#### TEXT SEGMENT
— BEGIN —

[p4] How do you handle this situation
Ivey, William
william_ivey at bmc.com
Sat Jan 12 10:01:11 PST 2008
> The problem with P4AUTH is that it introduces failure points in
> a distributed environment.
Yes, that occurred to me a bit later. In fact, it was driven home
by our loss of network connectivity on Friday which isolated one
of our servers. If it had been the PAUTH target, three others would
have been useless too.
We've found it useful for utility servers - such as image servers -
but those are physically close to the authenticating server.
I like the idea of automating user changes. I'll have to look into
that. Thanks.
-Wm
-----Original Message-----
From: Stephen Vance [mailto:steve at vance.com]
Sent: Friday, January 11, 2008 6:02 PM
To: Ivey, William
Cc: perforce-user at perforce.com
Subject: Re: [p4] How do you handle this situation
Here's what I helped a client set up. Keep track of your cost centers
internally. Have Perforce consolidate all licenses into a big license
with duplicates for each server. Install that license on all servers.
Set up a journal tailer on a master server that replays its db.user
records into the other servers. This gets you password synchronization,
as well, if you're not using auth triggers. The client even defined a
"home server" for each person that server would only distribute changes
for the users that used it as their "home server."

— END —

#### PROBLEM 1
Lay out as a numbered list the stretch of the entries from their first line through the line containing "top-left (384, 61), bottom-right (1068, 675)", leaving out any blank lines.

#### DATA SUPPLIED

— BEGIN —

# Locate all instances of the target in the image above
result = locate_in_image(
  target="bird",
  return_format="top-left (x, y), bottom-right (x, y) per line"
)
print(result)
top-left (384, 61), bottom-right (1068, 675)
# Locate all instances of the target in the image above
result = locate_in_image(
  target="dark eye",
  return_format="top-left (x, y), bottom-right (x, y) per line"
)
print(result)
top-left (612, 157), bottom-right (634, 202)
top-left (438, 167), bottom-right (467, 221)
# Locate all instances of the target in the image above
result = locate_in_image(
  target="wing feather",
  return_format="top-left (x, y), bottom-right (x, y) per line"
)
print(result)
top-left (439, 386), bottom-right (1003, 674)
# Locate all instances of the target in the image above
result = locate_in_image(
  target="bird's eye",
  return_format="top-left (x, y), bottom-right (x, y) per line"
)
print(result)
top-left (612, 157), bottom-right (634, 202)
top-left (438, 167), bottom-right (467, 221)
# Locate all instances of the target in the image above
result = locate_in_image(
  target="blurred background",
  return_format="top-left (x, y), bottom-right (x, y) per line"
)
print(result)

— END —

#### PROBLEM 2
Using the mailing-list message, decide whether each statement agrees with it, answering yes or no and quoting the deciding words: (a) The loss of network connectivity happened on Friday. (b) The utility servers, such as image servers, sit far from the authenticating server. (c) The journal tailer replays db.user records from a master server into the other servers.

#### TASK ANSWER 1
1. # Locate all instances of the target in the image above
2. result = locate_in_image(
3.   target="bird",
4.   return_format="top-left (x, y), bottom-right (x, y) per line"
5. )
6. print(result)
7. top-left (384, 61), bottom-right (1068, 675)

#### TASK ANSWER 2
(a) Yes: "our loss of network connectivity on Friday which isolated one of our servers"
(b) No: "but those are physically close to the authenticating server."
(c) Yes: "Set up a journal tailer on a master server that replays its db.user records into the other servers."